This is How It Is is a collection of real life experiences. Most of these writers have never been published before. They wrote primarily to explore themselves, to engage with their own capacity to be creative, and to bear witness to their lives and the times in which we live. Putting traumatic experiences down on paper can help a person to put shame, guilt and fear down, and to step out of the circle of enchantment that might have kept them trapped for years.
Writing is sometimes able to turn a painful incident into something more manageable, even beautiful. This is an aspect of the power of artistic practice – that we can take the blurred feeling of what is disturbing us and give it form in the world. The stories inspired by our experiences can reveal what we didn’t know we knew, as they take shape on the page. Self-discovery is linked to self-recovery, but communication does not end there: those who are willing to share their stories can have a valuable impact on us, as readers, by revealing aspects of their humanity.

→ DATA EXCERPTS:

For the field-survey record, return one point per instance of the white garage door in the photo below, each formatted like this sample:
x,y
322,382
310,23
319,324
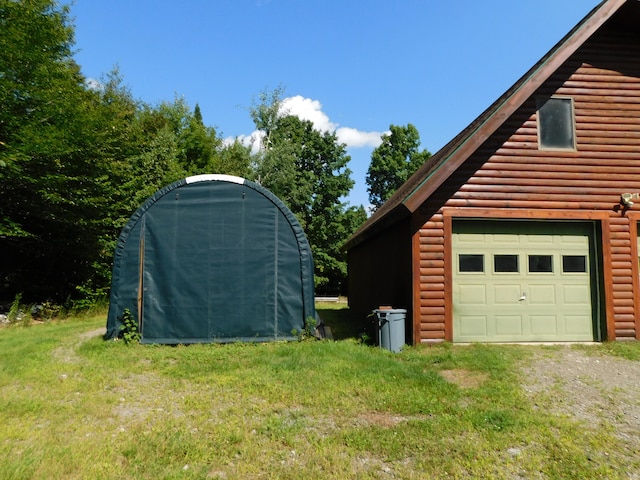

→ PROBLEMS:
A: Answer these questions about the introduction to This is How It Is:
(i) What have most of the writers in the collection never done before?
(ii) What can writing sometimes turn a painful incident into?
(iii) What is self-discovery linked to?
B: State whether each statement agrees with the introduction to This is How It Is, and support each answer with the deciding words from it.
(i) Most of the writers in the collection are already published authors.
(ii) Self-discovery is linked to self-recovery.
(iii) The writers wrote mainly to win recognition from readers.
C: Pick up the introduction to This is How It Is after its last sentence and continue it.
The data plays no part in this work.

→ TASK ANSWERS:
A:
(i) They have never been published before.
(ii) Something more manageable, even beautiful.
(iii) Self-recovery.

B:
(i) No: "Most of these writers have never been published before."
(ii) Yes: "Self-discovery is linked to self-recovery"
(iii) No: "They wrote primarily to explore themselves, to engage with their own capacity to be creative, and to bear witness to their lives and the times in which we live."

C:
In addition, the writers may experience healing through having their experiences witnessed. Engaging with this ‘other’ by listening to what happened to them cuts across those things that separate us: sexism, racism, ageism, nationalism and gender stereotypes. Often we discover that we are more alike than we are different. Our beautiful world is in trouble, much of it because we are not paying attention to what is right in front of us. When the facts don’t stir us to reconsider, story can. This anthology is a contribution to the groundswell towards meaningful change. It invites us to become curious and reflective rather than fearful and defensive. It encourages us to climb down from the ladder of hierarchy and competition, and to join the circle of relationship and humanity, through becoming vulnerable enough to share and to listen to our own and each other’s half-hidden stories.
This anthology is the pilot year of what we hope will be an annual edition. This year’s theme, ‘This is how it is’, speaks of truth-telling and the relief of being able to communicate openly and honestly about things that are usually difficult – suicide, extra-marital affairs, mental illness, racism, untimely death.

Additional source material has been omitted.